>> Start SUPPLIED TEXT
I take it that few would disagree that tort law must balance freedom of action with security of the person and property. However, Cane simply assumes that the only way of balancing these concerns is in terms of distributive justice. But that assumption is unwarranted. The relevant questions here are the following: when one balances freedom of action against security, does one do it by balancing the interest in freedom of action of all in society with the interest in security of all in society, or by balancing the freedom of action of the defendant with the security of the plaintiff? Does one balance freedom of action with security to produce the best social consequences according to some scheme of distributive justice, or to do justice between the parties? The former are examples of distributive justice, but the latter examples embody corrective justice.

Of course, whether the common law of tort embodies corrective justice or not is a famous and ongoing debate. But Cane is mistaken to insist that responsibility in these areas must be seen in terms of distributive justice. Cane is wrong here because he believes that a form of responsibility must be about distributive justice if it distributes. For instance:

Donoghue v Stevenson ... decided for the first time in England that a manufacturer could be held liable to a consumer who suffers injury as a result of a defect in a product caused by the negligence of the manufacturer. At one level, the case concerned the responsibility of a particular manufacturer to a particular consumer. At another level, it dealt with much larger social questions about the relationship between manufacturers and consumers generally. In other words, the case was not only about the responsibility of one individual to another, but also about the distribution of rights and obligations in society generally. For this reason, in deciding how to resolve the case, the judges considered not only the issue of ‘fairness’ as between the plaintiff and the defendant, but also the wider social and economic impact of a decision one way or another ...[40]

It is true that the dissenting judges were inclined to find for the defendant, inter alia, because of the fear of what we would call indeterminate liability.[41] However, the sole references to ‘wider social and economic impact’ by the majority were Lord Macmillan’s aside that it was a good thing that English and Scottish law adopted the same approach with respect to the duty of care[42] and Lord Atkin’s opening observation that the issue in the case was of importance to public health.[43] Neither of these concerns played any role in either of their Lordships’ formulation of the duty of care.
>> End SUPPLIED TEXT
>> Start ENTRIES SHOWN
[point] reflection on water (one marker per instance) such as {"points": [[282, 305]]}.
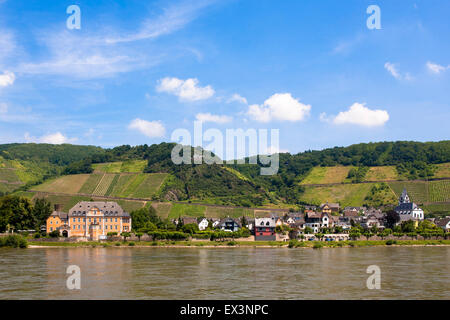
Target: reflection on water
{"points": [[225, 273]]}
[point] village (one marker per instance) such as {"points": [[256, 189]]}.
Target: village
{"points": [[94, 221]]}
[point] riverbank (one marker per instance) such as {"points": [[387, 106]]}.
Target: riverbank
{"points": [[241, 244]]}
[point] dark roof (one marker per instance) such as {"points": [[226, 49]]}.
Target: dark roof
{"points": [[60, 214], [107, 208], [408, 206], [443, 222], [189, 220]]}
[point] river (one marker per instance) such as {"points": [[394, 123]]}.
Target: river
{"points": [[225, 273]]}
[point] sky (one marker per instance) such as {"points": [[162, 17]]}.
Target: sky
{"points": [[136, 71]]}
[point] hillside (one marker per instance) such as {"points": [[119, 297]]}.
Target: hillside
{"points": [[371, 174]]}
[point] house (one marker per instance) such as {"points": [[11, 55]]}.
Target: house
{"points": [[329, 207], [408, 210], [90, 219], [444, 224], [356, 209], [265, 229], [203, 224], [229, 224], [189, 220], [215, 222], [370, 222], [316, 220], [350, 213], [250, 224]]}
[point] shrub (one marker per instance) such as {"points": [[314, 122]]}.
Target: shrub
{"points": [[54, 234], [292, 243], [391, 242], [318, 245], [13, 241]]}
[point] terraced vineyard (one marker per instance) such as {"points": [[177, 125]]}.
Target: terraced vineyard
{"points": [[325, 175], [442, 170], [8, 175], [417, 190], [91, 183], [439, 191], [104, 184], [124, 185], [345, 194], [133, 166], [382, 173], [65, 184]]}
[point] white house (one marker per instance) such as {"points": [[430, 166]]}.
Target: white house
{"points": [[203, 224]]}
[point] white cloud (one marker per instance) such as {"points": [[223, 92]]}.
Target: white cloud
{"points": [[360, 115], [3, 108], [7, 79], [436, 68], [172, 19], [186, 90], [280, 106], [53, 138], [108, 52], [208, 117], [151, 129], [392, 68], [272, 149], [237, 98]]}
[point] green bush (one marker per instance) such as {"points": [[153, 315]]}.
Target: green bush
{"points": [[292, 243], [54, 234], [391, 242], [318, 245]]}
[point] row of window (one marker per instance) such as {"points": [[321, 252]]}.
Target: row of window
{"points": [[106, 227]]}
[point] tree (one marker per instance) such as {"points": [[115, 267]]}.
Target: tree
{"points": [[408, 226], [17, 212], [41, 211], [125, 235], [392, 218]]}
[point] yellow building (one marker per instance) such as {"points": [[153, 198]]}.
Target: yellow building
{"points": [[92, 220]]}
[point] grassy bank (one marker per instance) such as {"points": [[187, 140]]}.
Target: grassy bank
{"points": [[291, 244]]}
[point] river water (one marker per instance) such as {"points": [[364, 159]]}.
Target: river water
{"points": [[225, 273]]}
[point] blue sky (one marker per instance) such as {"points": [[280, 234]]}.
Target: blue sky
{"points": [[138, 70]]}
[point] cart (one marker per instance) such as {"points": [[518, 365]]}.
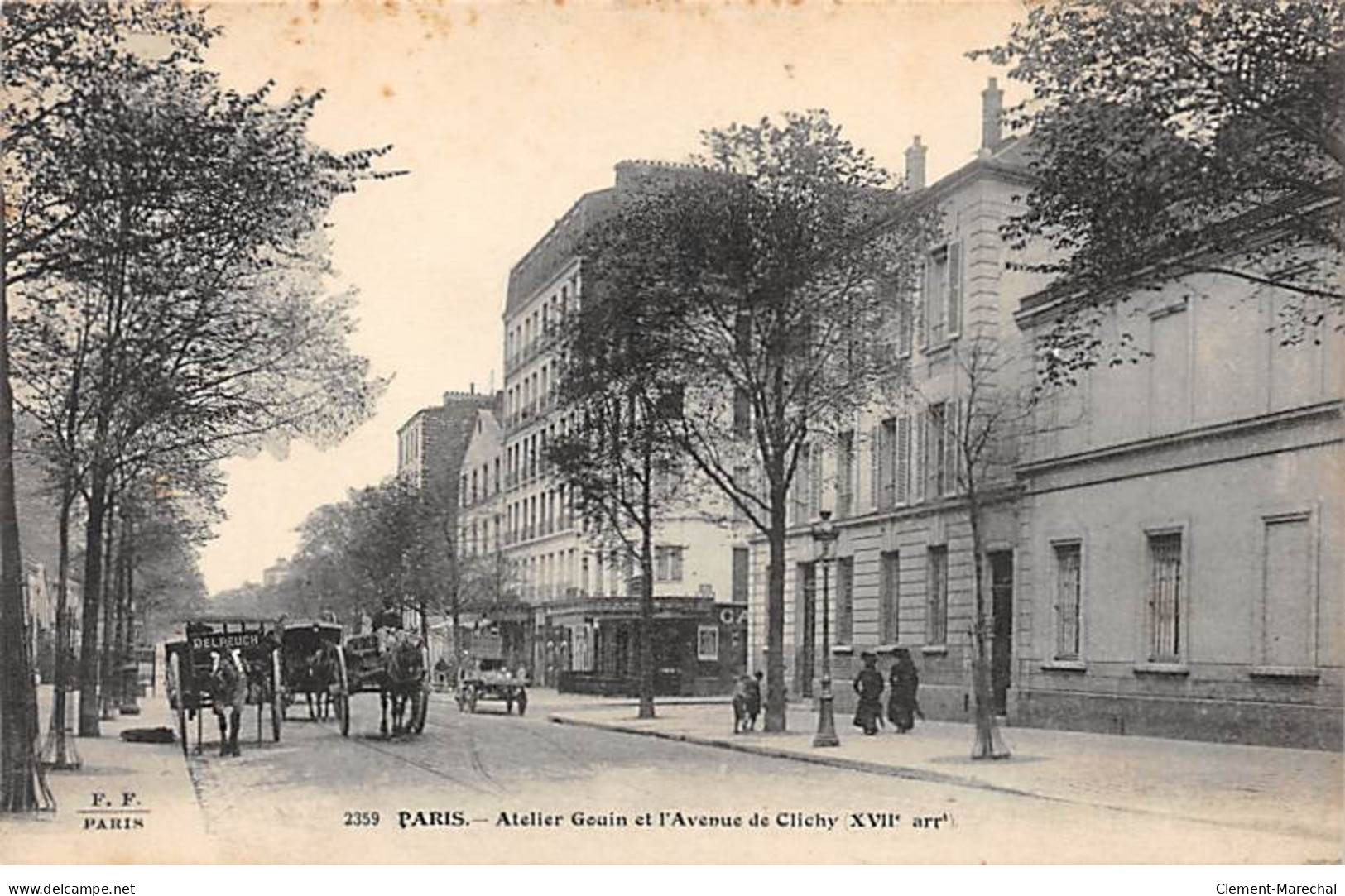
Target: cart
{"points": [[299, 644], [189, 664], [491, 680], [363, 673]]}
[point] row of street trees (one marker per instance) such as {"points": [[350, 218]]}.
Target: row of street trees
{"points": [[742, 309], [166, 296], [383, 547]]}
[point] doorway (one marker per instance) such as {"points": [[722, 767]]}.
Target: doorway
{"points": [[1001, 646], [806, 625]]}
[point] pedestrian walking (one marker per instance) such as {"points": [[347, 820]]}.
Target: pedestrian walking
{"points": [[867, 685], [901, 698]]}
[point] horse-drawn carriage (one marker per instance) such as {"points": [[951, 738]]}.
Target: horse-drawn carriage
{"points": [[314, 668], [225, 664], [393, 664], [490, 678]]}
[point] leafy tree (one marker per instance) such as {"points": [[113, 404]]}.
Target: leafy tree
{"points": [[1174, 137], [615, 399], [187, 215], [54, 54], [380, 548], [768, 281]]}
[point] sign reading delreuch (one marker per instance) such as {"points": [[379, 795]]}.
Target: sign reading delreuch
{"points": [[1136, 635], [225, 642]]}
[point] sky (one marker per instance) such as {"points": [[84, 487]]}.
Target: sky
{"points": [[503, 115]]}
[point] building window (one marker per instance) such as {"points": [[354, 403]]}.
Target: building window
{"points": [[845, 601], [886, 453], [889, 597], [936, 601], [708, 644], [1289, 634], [1069, 592], [667, 563], [943, 294], [845, 474], [742, 414], [1165, 597], [740, 575], [936, 449], [742, 481]]}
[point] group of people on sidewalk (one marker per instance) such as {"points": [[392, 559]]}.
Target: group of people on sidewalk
{"points": [[903, 705]]}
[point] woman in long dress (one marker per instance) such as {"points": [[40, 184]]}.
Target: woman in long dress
{"points": [[867, 683], [901, 698]]}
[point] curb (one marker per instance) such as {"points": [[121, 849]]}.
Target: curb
{"points": [[915, 774], [833, 762]]}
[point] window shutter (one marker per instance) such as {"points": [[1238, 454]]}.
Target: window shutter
{"points": [[875, 453], [923, 292], [904, 460], [918, 453], [814, 482], [953, 427], [954, 288]]}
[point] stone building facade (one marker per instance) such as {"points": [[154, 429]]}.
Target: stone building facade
{"points": [[1179, 528], [1158, 539], [576, 584]]}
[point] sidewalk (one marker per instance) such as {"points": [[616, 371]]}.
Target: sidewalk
{"points": [[161, 790], [1295, 791], [545, 702]]}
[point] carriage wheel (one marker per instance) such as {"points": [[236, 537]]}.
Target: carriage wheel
{"points": [[179, 698], [343, 694], [277, 711], [421, 712]]}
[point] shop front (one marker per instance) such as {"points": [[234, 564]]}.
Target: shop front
{"points": [[592, 646]]}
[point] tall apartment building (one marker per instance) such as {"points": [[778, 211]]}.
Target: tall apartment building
{"points": [[432, 442], [1179, 524], [901, 572], [584, 608], [1157, 539]]}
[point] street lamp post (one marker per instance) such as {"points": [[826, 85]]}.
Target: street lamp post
{"points": [[824, 536]]}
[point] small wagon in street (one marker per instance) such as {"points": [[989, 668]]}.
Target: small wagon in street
{"points": [[314, 668], [191, 659], [494, 681], [366, 668]]}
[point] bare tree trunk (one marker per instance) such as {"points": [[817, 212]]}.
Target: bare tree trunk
{"points": [[58, 750], [108, 595], [646, 631], [17, 691], [118, 691], [987, 745], [97, 505], [775, 702], [129, 678]]}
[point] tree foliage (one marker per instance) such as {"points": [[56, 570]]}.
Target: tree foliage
{"points": [[763, 280], [1174, 137], [166, 249]]}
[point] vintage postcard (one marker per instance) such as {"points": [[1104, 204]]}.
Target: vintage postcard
{"points": [[710, 432]]}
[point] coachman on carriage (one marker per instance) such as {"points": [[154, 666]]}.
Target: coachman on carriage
{"points": [[314, 668], [225, 664], [393, 662]]}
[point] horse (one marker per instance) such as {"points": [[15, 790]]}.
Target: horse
{"points": [[228, 697], [747, 704], [319, 674], [402, 680]]}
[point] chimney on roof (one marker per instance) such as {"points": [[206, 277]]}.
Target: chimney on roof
{"points": [[915, 165], [992, 112]]}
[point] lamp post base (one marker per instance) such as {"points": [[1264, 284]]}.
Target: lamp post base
{"points": [[826, 735]]}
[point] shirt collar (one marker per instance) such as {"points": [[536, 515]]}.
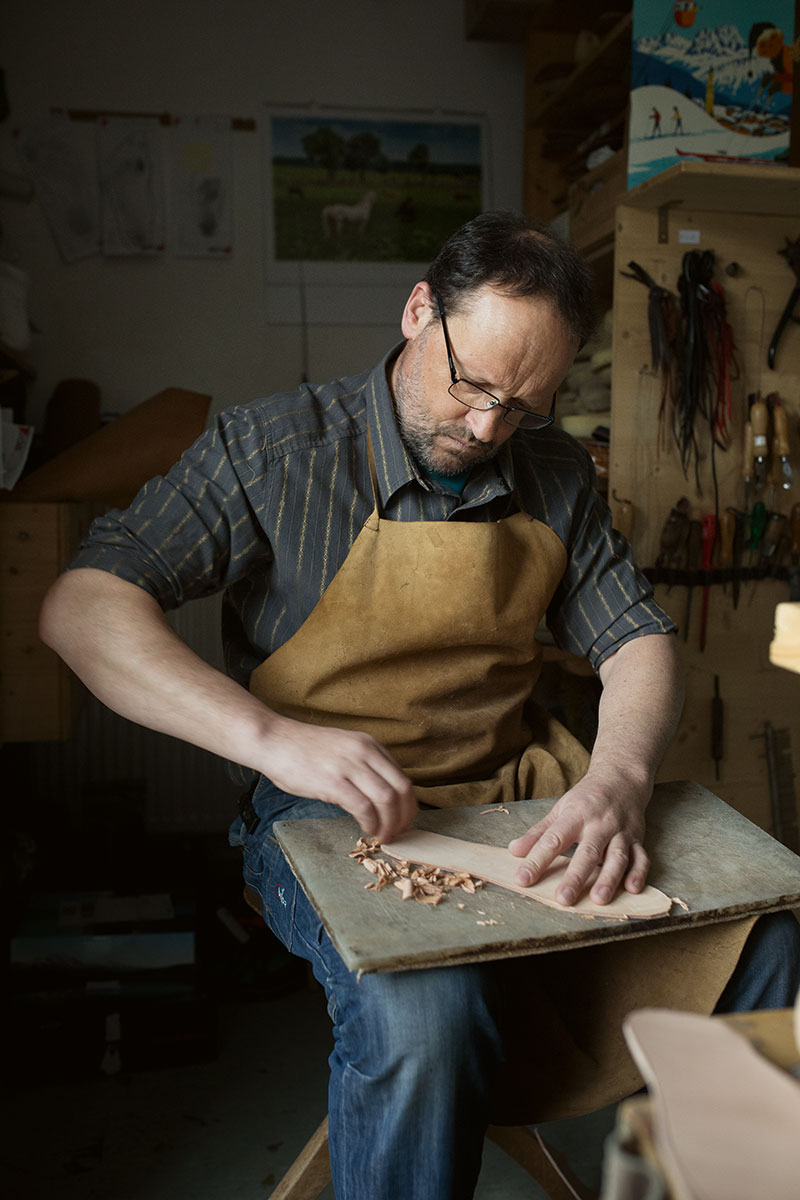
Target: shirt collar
{"points": [[396, 468]]}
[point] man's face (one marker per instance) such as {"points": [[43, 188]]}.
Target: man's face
{"points": [[516, 347]]}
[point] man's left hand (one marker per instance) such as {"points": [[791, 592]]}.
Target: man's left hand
{"points": [[607, 833]]}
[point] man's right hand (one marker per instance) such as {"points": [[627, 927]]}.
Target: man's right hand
{"points": [[348, 769], [116, 640]]}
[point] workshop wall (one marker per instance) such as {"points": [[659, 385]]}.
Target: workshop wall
{"points": [[137, 325], [752, 761]]}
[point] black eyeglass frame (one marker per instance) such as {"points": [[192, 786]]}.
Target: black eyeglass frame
{"points": [[541, 420]]}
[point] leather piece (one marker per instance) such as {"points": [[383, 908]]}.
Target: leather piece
{"points": [[726, 1120], [498, 865]]}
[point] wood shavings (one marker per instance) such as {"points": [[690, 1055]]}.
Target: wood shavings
{"points": [[498, 865], [427, 885]]}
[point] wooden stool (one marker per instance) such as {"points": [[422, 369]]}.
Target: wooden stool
{"points": [[311, 1171]]}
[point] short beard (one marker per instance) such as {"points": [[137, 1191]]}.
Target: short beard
{"points": [[420, 437], [422, 445]]}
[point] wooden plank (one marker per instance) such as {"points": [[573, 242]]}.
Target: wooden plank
{"points": [[717, 862]]}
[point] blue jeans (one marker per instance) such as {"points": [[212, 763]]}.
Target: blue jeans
{"points": [[416, 1053]]}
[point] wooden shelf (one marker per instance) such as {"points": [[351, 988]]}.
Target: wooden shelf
{"points": [[595, 90], [722, 187]]}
>> End ENTRIES SHOWN
EXERCISE BRIEF: Write out the tort law text again, starting at the words that have "I take it that" and stopping after "embody corrective justice.". Update every "distributive justice" to "social justice".

ANSWER TO THIS TASK:
I take it that few would disagree that tort law must balance freedom of action with security of the person and property. However, Cane simply assumes that the only way of balancing these concerns is in terms of social justice. But that assumption is unwarranted. The relevant questions here are the following: when one balances freedom of action against security, does one do it by balancing the interest in freedom of action of all in society with the interest in security of all in society, or by balancing the freedom of action of the defendant with the security of the plaintiff? Does one balance freedom of action with security to produce the best social consequences according to some scheme of social justice, or to do justice between the parties? The former are examples of social justice, but the latter examples embody corrective justice.